## SUPPLIED TEXT
-------

Personal information
- National team: Portugal
- Born: September 15, 1977 (age 48) Lisbon, Portugal

Sport
- Country: Portugal
- Sport: Boccia
- Disability: Cerebral palsy
- Disability class: BC2
- Team: APCL
- Coached by: Rosa Carvalho

Medal record
Boccia
Representing Portugal
Paralympic Games
| Gold medal – first place | 2004 Athens | Team BC1-2 |
| Gold medal – first place | 2024 Paris | Individual BC2 |
| Silver medal – second place | 2008 Beijing | Team BC1-2 |
| Bronze medal – third place | 2016 Rio de Janeiro | Team BC1-2 |

= Cristina Gonçalves =

Portuguese boccia player

Cristina Gonçalves (born 15 September 1977) is a Portuguese boccia player. She has competed for her country at several Summer Paralympic Games and has won four medals, including two gold medals. She has cerebral palsy since contracting meningitis when she was 11 months old.

==Career==
Cristina Gonçalves was born on 15 September 1977 in Lisbon, Portugal. When she was 11 months old, she contracted meningitis resulting in cerebral palsy. She began competing nationally in boccia in 1998, having taken up the sport at the age of 14. She is classified as BC2. Gonçalves' first overall victory came in 2003 in the boccia World Cup in New Zealand.

-------

Stored data entries:

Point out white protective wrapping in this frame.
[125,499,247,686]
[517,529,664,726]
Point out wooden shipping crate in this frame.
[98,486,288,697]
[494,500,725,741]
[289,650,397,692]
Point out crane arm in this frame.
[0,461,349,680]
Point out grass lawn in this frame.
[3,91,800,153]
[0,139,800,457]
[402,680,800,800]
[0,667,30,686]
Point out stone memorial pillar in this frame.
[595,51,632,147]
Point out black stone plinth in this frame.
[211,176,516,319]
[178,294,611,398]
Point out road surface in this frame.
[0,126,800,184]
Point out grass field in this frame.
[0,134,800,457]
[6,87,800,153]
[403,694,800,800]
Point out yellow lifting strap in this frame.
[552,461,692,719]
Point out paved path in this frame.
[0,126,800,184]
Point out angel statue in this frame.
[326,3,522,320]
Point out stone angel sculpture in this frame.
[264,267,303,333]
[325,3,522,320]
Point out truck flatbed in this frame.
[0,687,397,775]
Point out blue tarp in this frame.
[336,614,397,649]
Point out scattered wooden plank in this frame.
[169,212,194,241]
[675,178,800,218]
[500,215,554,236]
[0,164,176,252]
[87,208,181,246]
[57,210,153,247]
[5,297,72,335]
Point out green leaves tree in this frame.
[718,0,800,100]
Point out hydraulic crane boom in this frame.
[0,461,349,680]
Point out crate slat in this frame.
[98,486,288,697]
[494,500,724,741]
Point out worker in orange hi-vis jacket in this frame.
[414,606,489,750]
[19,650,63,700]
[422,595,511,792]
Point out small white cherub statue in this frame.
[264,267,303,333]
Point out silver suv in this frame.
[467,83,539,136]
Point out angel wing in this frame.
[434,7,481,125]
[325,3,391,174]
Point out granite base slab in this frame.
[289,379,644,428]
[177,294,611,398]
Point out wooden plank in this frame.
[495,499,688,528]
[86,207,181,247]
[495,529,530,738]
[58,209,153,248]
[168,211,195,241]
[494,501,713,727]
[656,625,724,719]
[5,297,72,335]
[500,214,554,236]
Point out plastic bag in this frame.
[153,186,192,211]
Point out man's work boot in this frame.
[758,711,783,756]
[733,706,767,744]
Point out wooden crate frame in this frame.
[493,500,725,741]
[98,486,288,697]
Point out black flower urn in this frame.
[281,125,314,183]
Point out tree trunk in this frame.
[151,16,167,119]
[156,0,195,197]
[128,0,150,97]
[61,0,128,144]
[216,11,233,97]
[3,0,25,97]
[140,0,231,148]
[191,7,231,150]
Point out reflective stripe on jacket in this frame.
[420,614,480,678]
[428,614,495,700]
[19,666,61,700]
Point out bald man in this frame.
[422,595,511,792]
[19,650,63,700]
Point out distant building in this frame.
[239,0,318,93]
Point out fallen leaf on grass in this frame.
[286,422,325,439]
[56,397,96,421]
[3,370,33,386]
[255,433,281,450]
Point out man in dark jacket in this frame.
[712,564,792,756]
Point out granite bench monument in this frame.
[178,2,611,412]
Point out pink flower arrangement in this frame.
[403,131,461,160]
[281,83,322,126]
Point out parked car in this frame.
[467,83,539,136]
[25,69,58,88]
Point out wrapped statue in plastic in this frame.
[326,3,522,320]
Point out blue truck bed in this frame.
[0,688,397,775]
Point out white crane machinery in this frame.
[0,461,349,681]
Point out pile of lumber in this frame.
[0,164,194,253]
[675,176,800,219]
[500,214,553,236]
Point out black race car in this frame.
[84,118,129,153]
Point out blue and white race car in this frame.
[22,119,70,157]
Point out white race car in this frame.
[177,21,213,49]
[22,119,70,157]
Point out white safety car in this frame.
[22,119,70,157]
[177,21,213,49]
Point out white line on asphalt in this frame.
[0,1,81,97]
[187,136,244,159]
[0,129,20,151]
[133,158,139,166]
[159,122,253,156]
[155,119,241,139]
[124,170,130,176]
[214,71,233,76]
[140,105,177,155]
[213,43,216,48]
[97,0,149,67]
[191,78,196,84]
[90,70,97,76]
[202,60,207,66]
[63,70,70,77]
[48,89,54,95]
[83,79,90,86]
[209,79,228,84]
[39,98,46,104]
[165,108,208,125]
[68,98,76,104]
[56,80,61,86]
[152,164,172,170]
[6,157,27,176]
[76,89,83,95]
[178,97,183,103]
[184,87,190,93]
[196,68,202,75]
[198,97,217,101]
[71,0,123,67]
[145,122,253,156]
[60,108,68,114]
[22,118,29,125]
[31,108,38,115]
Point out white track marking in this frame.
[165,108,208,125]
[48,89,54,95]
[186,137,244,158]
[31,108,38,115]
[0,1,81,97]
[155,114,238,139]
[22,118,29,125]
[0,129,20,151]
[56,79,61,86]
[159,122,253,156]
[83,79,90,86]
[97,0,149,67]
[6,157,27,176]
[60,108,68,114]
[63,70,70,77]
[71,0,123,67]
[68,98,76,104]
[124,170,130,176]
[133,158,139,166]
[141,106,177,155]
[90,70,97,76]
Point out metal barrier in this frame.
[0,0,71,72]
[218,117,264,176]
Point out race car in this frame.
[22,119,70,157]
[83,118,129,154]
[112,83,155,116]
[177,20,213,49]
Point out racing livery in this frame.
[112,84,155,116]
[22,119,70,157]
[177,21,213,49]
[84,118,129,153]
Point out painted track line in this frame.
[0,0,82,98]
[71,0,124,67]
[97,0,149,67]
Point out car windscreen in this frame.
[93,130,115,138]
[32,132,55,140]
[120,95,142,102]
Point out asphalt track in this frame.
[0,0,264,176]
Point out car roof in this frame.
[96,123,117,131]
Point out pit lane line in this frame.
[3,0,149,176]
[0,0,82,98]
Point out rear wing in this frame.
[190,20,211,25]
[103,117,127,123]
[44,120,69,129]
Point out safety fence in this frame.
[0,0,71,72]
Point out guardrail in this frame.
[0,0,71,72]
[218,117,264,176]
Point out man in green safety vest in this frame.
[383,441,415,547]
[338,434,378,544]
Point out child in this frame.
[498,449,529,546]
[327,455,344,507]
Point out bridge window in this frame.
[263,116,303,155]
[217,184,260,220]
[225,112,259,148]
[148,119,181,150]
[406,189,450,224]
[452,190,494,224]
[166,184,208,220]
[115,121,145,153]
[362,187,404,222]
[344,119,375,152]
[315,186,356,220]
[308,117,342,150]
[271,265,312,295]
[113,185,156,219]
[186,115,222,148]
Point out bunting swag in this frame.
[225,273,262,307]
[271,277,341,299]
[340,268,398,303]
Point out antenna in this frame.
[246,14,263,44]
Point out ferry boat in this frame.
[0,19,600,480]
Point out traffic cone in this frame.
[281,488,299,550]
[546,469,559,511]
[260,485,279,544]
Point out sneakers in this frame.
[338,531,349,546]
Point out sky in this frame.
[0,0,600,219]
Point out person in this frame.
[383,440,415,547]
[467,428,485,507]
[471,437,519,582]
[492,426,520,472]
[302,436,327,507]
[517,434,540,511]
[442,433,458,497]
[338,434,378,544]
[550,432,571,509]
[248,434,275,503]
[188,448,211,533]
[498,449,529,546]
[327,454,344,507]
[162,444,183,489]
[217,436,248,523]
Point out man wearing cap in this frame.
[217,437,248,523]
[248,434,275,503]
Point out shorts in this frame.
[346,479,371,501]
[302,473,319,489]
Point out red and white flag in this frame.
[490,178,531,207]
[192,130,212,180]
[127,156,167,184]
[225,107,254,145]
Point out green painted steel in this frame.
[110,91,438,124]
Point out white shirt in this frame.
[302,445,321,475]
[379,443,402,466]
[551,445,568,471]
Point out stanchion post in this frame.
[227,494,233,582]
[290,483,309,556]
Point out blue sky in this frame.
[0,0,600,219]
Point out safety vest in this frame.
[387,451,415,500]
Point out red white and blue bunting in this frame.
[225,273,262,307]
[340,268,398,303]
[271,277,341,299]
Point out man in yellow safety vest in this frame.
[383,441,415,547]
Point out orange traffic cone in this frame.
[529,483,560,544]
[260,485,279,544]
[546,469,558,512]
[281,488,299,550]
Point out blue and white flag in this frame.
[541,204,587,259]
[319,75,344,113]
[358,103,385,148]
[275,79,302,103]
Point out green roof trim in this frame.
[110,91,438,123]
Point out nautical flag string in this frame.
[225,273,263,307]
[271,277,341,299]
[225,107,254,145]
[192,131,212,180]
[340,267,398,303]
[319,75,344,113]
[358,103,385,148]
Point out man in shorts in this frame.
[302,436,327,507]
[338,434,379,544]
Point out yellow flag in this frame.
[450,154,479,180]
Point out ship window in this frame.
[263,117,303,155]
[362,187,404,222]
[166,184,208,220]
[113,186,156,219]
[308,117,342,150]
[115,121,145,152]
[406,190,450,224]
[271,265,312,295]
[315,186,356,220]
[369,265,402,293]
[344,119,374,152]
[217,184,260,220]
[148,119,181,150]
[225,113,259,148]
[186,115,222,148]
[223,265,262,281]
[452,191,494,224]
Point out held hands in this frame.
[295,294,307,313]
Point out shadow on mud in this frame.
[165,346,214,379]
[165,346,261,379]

-------

## REQUIRED ACTION A
According to the Cristina Gonçalves article, why does she have cerebral palsy? Answer in one to three sentences.
## REQUIRED ACTION B
Please write the next part of the Cristina Gonçalves article, following on from its last sentence.

## RESPONSE BOX A
She has cerebral palsy because she contracted meningitis when she was 11 months old.

## RESPONSE BOX B
She attended her first Summer Paralympics in 2004 in Athens, Greece, where she won a gold medal as part of the team BC1-2 competition with a victory over New Zealand. She continued to compete at successive Paralympic Games, where she won a silver medal in the team event at the 2008 Summer Paralympics in Beijing, China, but failed to win a medal at the 2012 Games in London, England.

At the 2016 Summer Paralympics, she was the only female player on the mixed boccia team. They qualified out of the group stage following a loss to Argentina followed by victories over Slovakia and Brazil. They were beaten 8-5 by Japan in the semi-final, resulting in a rematch against Argentina in the bronze medal match. Despite the earlier 1–7 loss, they defeated Argentina 6–2 to win the bronze medal.